## [Given problem]
Return each line of the records below that contains the word "white", and copy each one in full.

## [Entries from a dataset]
## Start
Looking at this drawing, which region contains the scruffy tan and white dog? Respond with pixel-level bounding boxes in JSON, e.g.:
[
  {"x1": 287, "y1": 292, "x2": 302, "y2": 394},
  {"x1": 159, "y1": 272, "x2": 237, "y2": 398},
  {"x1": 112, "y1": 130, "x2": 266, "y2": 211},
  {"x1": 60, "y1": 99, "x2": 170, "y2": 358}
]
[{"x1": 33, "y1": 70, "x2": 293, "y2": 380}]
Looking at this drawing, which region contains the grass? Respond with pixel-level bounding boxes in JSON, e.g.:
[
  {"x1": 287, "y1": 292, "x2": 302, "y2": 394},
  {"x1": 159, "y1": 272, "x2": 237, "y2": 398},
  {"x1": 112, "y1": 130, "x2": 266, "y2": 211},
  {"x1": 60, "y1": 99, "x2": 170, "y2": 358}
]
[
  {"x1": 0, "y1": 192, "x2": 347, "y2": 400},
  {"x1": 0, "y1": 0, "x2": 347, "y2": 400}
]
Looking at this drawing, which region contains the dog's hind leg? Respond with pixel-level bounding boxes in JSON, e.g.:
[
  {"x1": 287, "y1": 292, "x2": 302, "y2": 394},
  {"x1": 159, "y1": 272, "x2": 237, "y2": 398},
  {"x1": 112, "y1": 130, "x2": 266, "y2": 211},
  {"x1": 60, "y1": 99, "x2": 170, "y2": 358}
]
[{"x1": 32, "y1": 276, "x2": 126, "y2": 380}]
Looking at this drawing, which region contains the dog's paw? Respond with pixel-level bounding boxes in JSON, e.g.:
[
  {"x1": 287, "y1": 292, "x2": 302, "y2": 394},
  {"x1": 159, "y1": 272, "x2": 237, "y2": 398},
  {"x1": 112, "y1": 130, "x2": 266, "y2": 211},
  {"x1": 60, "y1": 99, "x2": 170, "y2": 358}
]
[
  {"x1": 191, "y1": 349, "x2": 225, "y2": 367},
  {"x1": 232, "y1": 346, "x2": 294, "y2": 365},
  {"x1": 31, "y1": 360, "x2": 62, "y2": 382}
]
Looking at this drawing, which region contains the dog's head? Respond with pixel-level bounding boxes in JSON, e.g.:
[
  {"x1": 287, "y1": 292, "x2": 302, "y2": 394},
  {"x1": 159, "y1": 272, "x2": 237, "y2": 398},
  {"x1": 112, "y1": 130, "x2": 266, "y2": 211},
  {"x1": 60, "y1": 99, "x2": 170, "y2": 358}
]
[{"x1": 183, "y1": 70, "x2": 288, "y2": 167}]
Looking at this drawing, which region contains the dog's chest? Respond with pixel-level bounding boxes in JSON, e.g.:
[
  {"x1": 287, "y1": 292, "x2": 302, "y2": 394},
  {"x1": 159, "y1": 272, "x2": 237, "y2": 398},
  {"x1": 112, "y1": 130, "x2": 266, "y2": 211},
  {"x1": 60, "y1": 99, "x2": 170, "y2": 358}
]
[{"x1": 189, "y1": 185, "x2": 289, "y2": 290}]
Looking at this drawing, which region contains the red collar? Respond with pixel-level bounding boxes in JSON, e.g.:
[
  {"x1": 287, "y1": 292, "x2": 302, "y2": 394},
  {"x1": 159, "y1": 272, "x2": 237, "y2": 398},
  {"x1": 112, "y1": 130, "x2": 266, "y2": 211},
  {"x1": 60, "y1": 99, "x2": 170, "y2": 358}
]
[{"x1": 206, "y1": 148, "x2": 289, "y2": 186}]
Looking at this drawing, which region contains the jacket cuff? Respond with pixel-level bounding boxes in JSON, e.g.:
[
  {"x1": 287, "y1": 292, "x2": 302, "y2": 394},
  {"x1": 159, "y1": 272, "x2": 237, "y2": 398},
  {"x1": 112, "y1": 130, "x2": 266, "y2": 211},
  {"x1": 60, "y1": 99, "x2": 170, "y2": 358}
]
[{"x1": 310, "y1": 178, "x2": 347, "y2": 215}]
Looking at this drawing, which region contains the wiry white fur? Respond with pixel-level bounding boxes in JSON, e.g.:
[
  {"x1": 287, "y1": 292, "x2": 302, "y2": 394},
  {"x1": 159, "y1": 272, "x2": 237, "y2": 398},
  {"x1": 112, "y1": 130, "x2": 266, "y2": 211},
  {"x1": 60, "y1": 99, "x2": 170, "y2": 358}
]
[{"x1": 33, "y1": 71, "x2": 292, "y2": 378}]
## End
## Start
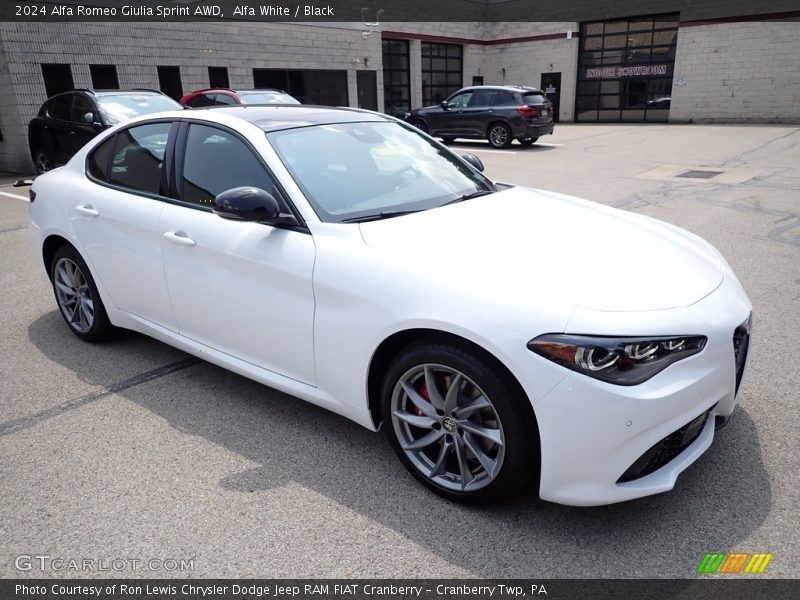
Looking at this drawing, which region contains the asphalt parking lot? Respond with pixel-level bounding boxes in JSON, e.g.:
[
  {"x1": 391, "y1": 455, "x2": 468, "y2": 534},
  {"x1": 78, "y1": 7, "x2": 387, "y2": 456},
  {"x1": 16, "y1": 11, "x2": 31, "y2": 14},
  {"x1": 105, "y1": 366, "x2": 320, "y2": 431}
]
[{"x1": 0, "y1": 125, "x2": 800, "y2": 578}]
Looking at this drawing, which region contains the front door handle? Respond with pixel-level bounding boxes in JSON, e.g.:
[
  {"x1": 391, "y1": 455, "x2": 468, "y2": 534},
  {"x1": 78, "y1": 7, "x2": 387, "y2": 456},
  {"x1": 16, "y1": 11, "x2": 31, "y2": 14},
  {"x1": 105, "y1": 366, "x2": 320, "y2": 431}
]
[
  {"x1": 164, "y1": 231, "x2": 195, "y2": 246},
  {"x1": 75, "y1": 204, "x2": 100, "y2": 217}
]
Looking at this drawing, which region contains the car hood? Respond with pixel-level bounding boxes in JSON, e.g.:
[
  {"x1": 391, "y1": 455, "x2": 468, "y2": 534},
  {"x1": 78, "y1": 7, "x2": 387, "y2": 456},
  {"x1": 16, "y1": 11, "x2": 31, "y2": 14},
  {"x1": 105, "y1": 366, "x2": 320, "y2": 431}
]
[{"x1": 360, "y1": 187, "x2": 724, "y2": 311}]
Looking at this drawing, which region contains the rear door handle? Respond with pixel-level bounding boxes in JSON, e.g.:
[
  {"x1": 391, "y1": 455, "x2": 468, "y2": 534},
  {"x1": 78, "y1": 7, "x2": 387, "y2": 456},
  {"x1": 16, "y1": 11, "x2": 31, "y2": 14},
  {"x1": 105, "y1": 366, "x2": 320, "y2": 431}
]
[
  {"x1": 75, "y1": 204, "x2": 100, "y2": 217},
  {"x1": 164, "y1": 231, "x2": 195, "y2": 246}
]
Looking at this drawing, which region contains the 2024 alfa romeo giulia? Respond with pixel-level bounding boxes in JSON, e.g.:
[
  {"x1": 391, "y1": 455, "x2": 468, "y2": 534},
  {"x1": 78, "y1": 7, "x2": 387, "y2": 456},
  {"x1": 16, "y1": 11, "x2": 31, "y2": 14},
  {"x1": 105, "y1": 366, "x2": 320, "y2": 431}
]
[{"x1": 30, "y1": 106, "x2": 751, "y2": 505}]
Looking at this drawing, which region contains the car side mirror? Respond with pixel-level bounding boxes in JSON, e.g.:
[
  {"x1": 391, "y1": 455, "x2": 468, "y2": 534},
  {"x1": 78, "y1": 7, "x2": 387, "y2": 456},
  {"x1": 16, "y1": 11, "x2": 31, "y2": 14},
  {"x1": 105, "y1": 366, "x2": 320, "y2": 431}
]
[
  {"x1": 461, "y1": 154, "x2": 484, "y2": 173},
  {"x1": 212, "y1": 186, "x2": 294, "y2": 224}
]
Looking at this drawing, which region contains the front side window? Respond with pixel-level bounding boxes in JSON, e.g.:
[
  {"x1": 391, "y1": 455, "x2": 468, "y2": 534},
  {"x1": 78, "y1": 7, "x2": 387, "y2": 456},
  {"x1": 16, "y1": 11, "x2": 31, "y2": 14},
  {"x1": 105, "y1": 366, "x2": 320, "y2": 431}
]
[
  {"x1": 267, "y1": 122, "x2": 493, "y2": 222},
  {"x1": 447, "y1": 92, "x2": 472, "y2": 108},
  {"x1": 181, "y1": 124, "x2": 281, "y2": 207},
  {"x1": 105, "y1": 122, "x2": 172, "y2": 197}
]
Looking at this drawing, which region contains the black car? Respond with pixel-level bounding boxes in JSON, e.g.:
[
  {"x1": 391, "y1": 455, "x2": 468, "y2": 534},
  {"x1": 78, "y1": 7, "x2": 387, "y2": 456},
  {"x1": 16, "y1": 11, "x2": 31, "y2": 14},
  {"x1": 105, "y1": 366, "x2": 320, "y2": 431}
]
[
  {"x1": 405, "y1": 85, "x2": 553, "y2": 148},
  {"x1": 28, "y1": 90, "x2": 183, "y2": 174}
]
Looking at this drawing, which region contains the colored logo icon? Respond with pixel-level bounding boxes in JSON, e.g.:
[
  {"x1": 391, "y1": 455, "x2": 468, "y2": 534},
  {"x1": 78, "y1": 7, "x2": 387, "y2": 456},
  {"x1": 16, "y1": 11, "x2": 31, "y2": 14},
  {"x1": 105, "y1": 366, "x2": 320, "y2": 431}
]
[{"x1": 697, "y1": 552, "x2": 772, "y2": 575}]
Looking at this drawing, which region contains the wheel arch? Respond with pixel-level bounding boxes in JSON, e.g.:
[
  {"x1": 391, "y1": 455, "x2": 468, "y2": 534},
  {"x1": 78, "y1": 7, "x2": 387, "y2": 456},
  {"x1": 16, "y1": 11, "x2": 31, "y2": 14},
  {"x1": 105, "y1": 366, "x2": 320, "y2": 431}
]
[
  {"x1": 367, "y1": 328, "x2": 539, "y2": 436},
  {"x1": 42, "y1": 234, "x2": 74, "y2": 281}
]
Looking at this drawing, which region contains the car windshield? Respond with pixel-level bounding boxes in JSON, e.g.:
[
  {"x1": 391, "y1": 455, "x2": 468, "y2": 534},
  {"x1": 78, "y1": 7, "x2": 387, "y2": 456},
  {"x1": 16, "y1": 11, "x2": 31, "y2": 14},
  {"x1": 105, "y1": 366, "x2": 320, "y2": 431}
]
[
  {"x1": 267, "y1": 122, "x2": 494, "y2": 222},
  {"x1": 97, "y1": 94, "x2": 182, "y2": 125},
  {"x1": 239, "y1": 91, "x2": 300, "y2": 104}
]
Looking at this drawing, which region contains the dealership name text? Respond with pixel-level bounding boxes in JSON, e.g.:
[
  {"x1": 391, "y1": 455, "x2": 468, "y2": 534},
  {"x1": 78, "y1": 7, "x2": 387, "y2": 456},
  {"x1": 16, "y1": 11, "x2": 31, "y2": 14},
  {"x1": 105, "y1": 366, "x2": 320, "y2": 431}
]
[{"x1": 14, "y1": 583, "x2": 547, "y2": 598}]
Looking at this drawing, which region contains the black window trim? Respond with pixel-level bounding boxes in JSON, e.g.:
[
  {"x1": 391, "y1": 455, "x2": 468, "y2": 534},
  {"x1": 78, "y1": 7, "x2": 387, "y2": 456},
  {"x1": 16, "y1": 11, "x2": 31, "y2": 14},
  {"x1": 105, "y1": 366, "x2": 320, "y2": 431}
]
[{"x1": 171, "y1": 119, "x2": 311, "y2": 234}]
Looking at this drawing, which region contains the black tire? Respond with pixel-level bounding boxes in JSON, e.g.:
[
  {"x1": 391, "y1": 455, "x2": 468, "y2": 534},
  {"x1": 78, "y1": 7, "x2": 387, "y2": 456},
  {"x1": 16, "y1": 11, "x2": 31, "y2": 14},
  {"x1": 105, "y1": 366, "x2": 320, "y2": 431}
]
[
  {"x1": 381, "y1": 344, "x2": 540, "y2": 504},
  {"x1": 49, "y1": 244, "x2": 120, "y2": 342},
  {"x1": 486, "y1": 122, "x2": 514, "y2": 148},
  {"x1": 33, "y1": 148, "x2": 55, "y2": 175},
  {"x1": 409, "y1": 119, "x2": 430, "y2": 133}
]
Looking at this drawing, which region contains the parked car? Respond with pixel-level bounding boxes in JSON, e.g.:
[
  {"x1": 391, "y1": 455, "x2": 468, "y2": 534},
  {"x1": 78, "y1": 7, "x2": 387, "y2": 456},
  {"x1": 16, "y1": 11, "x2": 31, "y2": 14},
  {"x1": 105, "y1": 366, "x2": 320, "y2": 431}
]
## End
## [Result below]
Looking at this drawing, which region contains the scruffy tan and white dog? Respond with pixel-level bounding boxes in JSON, e.g.:
Looking at this drawing, which region contains the wiry white fur? Respond with pixel-level bounding boxes in JSON, e.g.:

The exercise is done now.